**REQUIREMENTS:** Pull out each line of the material below that contains the word "white" and copy it whole. Count a line only when the letters match in case.

╭─ PROVIDED RECORDS

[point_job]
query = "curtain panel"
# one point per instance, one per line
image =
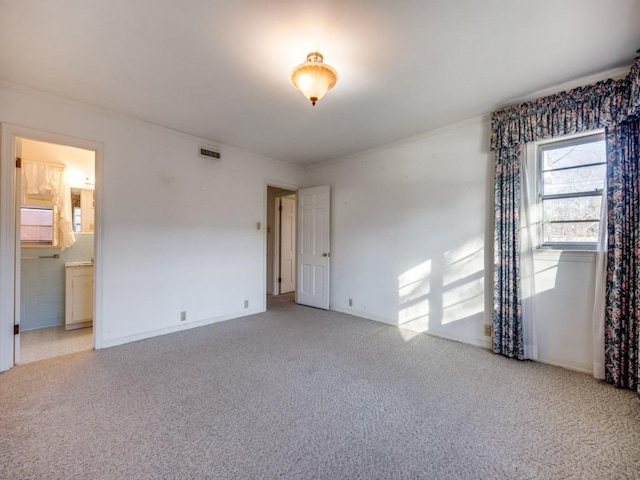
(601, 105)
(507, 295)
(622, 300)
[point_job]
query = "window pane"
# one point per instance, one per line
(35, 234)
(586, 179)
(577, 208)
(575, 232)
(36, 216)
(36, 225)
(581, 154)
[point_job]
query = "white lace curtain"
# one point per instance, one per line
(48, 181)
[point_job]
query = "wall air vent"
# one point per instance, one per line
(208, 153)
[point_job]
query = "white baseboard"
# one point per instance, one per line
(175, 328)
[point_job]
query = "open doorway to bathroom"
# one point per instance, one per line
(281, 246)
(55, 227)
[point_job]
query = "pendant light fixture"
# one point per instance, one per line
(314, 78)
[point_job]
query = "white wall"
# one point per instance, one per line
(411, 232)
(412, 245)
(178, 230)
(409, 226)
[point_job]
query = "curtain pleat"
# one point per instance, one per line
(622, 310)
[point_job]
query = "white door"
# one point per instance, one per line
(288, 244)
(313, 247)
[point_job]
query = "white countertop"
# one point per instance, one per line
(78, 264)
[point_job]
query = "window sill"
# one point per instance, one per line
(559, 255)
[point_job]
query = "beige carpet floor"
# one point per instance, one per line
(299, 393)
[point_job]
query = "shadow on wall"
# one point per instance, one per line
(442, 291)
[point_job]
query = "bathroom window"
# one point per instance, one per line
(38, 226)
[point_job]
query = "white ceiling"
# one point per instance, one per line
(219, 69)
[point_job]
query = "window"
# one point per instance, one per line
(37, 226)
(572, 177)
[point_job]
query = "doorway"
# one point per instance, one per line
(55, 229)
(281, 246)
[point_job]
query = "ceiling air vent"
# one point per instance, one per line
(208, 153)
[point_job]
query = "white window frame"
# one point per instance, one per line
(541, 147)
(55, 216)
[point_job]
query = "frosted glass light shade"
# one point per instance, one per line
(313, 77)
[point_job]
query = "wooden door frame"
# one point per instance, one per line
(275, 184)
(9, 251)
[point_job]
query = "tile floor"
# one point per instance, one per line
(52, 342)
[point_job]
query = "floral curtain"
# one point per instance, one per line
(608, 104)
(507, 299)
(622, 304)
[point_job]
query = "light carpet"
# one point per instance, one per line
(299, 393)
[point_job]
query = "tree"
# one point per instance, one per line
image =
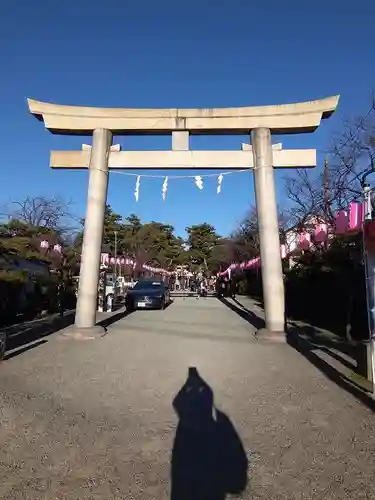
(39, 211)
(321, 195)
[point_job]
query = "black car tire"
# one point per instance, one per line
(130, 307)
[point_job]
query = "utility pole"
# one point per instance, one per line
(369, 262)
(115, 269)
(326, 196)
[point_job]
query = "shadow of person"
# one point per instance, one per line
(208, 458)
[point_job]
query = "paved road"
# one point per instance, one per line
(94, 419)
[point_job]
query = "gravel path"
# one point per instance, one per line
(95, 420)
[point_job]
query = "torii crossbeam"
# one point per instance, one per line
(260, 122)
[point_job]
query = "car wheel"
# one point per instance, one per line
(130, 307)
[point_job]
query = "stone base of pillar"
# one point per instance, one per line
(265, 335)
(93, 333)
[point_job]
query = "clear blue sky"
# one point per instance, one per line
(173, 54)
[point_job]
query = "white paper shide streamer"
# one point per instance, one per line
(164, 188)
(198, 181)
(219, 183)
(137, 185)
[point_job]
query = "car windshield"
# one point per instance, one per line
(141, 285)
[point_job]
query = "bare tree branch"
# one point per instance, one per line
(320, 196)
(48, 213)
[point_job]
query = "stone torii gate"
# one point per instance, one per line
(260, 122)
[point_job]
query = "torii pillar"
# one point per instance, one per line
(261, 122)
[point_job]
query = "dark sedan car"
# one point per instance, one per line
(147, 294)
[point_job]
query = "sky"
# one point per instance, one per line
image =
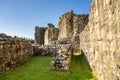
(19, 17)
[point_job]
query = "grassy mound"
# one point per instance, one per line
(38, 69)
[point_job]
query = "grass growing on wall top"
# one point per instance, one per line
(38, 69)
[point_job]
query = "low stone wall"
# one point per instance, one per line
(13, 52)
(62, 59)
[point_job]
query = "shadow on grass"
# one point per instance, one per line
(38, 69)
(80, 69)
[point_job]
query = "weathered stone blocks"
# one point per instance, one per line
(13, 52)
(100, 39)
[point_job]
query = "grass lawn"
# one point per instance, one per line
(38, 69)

╰─
╭─ PROVIDED RECORDS

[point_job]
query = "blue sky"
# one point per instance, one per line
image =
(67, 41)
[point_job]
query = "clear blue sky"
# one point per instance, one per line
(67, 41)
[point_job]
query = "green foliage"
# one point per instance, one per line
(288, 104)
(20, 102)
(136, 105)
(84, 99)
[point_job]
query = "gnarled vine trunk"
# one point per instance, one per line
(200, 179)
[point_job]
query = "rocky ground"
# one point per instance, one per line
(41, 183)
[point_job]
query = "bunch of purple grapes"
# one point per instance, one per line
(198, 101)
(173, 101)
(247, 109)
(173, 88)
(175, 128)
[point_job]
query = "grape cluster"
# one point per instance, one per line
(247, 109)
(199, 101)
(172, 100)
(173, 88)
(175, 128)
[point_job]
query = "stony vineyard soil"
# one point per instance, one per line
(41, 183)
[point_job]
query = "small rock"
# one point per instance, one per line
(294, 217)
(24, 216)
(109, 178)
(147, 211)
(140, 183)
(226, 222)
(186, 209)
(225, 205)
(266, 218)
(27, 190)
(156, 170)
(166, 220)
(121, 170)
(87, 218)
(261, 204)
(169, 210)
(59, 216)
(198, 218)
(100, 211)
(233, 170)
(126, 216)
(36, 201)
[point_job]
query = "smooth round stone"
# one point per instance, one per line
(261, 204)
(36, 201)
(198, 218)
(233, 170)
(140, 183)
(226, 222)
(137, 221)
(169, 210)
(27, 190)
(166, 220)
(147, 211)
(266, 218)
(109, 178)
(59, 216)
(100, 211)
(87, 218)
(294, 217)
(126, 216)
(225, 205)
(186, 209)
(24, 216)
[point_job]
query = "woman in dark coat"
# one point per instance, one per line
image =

╰─

**SOLVED EXERCISE:**
query = "white lace curtain"
query = "white baseboard"
query = "white wall"
query = "white door"
query = "white countertop"
query = "white ceiling"
query = "white window frame"
query = "white paper shide streamer"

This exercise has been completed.